Minister: Economic outlook allows for wage hikes next year in culture and sport

The economic forecast published on Tuesday favors wage increases in the areas of culture, folk culture, and sports, Minister of Culture Heidy Purga (Reform) said, adding her goal is to do so next year.
Sport in Estonia falls under the culture ministry's remit.
"The economic forecast published on Tuesday rather favors opportunities for wage rises in the cultural field, folk culture, and sports. As I have said earlier, the issue of wages for cultural workers, coaches, and song and dance festival collective leaders is my priority in the current budget negotiations," said Purga.
It is important that people working specifically in these fields are held as valued, she went on.

## [Problems to work on]
1. Answer these questions using the article on wage hikes in culture and sport:
(a) Which party does Heidy Purga belong to?
(b) Which ministry is responsible for sport in Estonia?
(c) On what day was the economic forecast published?
2. From the article on wage hikes in culture and sport, list every group of workers whose wages Purga calls her priority in the budget talks.
3. Pick up the article on wage hikes in culture and sport after its last sentence and carry it on.
The material below comes from a different source than the article.

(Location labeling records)
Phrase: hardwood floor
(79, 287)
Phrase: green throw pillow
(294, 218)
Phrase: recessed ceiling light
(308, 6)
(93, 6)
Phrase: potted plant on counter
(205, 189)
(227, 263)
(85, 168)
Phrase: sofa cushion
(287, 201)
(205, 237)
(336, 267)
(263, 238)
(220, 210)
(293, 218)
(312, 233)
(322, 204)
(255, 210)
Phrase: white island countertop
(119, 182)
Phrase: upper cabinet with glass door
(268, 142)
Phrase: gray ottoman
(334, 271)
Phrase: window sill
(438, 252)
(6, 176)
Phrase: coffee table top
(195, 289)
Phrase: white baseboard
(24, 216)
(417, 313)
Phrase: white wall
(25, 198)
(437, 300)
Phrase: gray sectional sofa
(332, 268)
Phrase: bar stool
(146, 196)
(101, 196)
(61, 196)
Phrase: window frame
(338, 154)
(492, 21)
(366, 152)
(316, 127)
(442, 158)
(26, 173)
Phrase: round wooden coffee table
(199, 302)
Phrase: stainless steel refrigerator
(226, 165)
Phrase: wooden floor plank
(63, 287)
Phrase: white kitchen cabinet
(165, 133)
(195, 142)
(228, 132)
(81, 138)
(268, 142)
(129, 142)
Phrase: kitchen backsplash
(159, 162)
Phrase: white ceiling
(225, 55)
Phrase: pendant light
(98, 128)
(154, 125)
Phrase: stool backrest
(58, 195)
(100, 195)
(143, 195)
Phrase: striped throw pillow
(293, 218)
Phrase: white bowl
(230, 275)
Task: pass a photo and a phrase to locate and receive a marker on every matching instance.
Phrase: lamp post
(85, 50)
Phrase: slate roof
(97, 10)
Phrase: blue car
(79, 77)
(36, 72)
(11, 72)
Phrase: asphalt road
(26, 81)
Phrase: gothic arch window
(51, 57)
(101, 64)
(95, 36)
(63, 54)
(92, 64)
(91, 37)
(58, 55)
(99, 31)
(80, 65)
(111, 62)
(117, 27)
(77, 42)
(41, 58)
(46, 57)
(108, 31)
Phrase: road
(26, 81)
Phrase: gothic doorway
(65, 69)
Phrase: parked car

## [Responses in order]
1.
(a) Reform
(b) The culture ministry
(c) Tuesday

2.
Cultural workers
Coaches
Song and dance festival collective leaders

3.
"We must keep in view above all else the people who do this work – those who create content every day, who deal daily with our heritage and also with people's exercise, if we are talking about coaches. All this is based strongly on valued people. The last wage increase for cultural workers, coaches, and collective leaders was in 2023. At that time, it rose from €1,400 to €1,600. Coaches' wages rose from €1,020 to €1,400, and in addition, at that time, leaders were provided with extra wage hike resources for wage funds. This time out, we will treat these groups similarly. The priority is to ensure that these wage differentials do not peel apart when compared with representatives of other fields," the minister went on.

Purga said the ministry is not only focusing only on the minimum wage but also on the wage fund provided to foundations, public law, and legal institutions, under the ministry's administration.
"Alongside raising the national minimum salary for cultural workers with higher education, it is also vital to grow the overall wage fund," Purga said, adding this fund gives leaders the ability to "adequately remunerate those who need it the most," as decided by that institution's chief.
Purga also said that it was not possible to speculate at present how much or what percentage of the budget could benefit each field, given 2026 state budget negotiations are ongoing, though she said by September 11 "these results should be completely clear."
"Certainly, raising the minimum is necessary to some extent, but so is the wage fund. What those proportions can and will be – that will become clear according to possibilities, but as I said, rather this economic forecast favors opportunities for wage increases," Purga added.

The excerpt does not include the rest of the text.